[Items listed in a dataset]
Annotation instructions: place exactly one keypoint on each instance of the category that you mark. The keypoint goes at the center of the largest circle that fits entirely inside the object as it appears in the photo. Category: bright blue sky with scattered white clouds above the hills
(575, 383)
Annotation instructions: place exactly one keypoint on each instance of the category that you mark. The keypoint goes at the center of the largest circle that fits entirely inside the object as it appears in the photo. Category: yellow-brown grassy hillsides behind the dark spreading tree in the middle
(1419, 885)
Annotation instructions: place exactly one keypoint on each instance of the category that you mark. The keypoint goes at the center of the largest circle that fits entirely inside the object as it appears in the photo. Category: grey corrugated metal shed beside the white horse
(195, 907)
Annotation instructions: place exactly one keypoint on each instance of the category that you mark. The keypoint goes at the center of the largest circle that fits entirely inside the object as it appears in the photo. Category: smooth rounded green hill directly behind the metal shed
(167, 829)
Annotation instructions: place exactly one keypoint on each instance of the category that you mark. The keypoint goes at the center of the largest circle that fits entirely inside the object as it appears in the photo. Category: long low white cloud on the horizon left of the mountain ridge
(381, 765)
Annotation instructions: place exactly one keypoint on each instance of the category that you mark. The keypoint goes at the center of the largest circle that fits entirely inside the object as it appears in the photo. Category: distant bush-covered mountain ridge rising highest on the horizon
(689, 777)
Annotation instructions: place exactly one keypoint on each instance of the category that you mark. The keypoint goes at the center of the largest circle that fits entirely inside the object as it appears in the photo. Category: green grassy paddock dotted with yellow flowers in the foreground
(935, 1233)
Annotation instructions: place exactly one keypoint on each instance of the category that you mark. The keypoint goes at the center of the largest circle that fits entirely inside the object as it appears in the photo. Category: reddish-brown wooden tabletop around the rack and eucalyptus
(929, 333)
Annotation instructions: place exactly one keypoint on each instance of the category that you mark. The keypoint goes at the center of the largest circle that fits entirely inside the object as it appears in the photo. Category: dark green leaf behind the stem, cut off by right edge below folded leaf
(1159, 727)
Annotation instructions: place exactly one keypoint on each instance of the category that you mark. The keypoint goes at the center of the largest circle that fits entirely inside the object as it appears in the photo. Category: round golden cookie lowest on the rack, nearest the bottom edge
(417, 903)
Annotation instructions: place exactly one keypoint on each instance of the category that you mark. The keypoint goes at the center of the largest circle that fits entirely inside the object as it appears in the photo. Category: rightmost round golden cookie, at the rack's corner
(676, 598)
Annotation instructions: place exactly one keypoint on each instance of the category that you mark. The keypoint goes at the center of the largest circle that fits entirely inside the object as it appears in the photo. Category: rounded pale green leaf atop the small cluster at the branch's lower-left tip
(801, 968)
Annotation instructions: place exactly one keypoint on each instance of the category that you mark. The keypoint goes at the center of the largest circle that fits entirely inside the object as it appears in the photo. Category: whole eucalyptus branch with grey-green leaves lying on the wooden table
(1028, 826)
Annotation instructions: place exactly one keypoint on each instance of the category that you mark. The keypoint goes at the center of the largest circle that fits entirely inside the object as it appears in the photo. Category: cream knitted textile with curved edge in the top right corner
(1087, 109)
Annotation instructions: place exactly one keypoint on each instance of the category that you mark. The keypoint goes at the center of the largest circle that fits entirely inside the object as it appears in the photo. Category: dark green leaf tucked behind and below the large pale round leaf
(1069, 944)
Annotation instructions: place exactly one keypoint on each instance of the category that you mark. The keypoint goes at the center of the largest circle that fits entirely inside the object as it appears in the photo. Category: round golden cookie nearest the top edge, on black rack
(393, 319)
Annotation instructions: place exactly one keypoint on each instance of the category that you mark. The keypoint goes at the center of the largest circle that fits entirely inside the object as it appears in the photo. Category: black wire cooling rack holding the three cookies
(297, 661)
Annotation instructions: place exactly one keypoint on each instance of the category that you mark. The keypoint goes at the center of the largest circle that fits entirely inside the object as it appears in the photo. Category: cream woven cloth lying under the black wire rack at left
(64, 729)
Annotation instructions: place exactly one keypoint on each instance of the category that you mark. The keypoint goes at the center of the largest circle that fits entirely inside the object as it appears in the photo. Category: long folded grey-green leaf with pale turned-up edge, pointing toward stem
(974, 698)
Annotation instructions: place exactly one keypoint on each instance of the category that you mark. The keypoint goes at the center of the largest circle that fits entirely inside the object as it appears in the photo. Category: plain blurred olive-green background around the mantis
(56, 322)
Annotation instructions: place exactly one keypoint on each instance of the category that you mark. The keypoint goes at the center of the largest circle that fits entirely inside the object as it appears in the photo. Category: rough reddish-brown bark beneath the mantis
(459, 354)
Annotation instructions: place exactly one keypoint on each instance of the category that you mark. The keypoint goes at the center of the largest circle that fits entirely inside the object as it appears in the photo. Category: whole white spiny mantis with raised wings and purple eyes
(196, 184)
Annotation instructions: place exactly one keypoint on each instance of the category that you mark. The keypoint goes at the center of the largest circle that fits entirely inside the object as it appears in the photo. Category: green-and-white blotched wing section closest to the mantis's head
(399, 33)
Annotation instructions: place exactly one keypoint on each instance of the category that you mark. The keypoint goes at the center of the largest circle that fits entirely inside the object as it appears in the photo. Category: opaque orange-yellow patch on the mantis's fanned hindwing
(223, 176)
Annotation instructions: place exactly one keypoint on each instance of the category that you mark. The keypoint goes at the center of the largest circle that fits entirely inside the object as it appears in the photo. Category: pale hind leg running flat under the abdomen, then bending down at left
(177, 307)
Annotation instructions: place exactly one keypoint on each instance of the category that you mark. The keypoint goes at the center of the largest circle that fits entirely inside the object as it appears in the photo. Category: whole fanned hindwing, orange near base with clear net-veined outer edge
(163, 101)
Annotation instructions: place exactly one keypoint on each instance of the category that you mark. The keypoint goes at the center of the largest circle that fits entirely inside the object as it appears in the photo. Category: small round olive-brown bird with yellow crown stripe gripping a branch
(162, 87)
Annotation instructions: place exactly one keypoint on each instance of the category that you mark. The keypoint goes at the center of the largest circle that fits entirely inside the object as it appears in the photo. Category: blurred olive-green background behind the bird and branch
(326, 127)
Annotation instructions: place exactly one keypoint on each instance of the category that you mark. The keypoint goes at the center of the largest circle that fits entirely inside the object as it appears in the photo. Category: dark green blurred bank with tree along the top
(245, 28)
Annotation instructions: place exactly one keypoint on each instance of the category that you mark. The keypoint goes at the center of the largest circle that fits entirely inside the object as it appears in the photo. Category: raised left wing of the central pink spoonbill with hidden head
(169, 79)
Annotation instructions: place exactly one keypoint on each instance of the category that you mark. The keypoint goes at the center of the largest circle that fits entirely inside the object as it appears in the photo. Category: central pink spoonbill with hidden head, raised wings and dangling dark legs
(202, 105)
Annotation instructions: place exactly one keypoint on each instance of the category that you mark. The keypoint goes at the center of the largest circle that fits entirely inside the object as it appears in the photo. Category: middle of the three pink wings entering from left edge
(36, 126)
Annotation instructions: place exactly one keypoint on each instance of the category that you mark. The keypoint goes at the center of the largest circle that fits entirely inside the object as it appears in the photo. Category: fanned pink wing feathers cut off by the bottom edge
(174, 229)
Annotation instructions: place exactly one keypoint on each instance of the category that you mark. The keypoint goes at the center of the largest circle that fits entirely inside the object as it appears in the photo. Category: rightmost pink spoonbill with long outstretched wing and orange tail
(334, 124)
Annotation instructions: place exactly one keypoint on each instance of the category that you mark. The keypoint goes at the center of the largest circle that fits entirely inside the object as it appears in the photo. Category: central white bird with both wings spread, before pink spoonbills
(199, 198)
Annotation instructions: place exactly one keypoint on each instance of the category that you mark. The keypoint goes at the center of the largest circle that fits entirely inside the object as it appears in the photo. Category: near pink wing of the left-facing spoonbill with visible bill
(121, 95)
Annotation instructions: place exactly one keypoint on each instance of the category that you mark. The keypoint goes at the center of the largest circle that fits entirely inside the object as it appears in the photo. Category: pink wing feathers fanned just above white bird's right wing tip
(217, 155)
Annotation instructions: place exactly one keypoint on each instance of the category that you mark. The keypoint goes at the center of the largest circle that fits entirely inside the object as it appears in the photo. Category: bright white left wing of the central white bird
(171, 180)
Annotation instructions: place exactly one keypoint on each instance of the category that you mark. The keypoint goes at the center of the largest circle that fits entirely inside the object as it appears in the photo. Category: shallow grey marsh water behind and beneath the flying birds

* _Exercise objective_:
Your output should consist only of the lines from the one containing "right wing tip" to the end of the records above, each retyped exactly.

* _Response area_:
Annotation instructions: place exactly one keypoint on each instance of the category that you mark. The keypoint goes at the center of the largest circle that fits entirely inside the object as it appears in the photo. Category: pink wing feathers fanned just above white bird's right wing tip
(217, 155)
Annotation instructions: place exactly one keypoint on each instance of the category that you mark. The keypoint goes at the center of the largest circle that fits entirely inside the object as it appears in the photo. Category: bright white left wing of the central white bird
(171, 180)
Annotation instructions: place exactly one keypoint on each instance of the category that you mark. The keypoint goes at the center of the largest circle that fits entirely inside the object as it appears in the photo. Category: shallow grey marsh water behind and beneath the flying birds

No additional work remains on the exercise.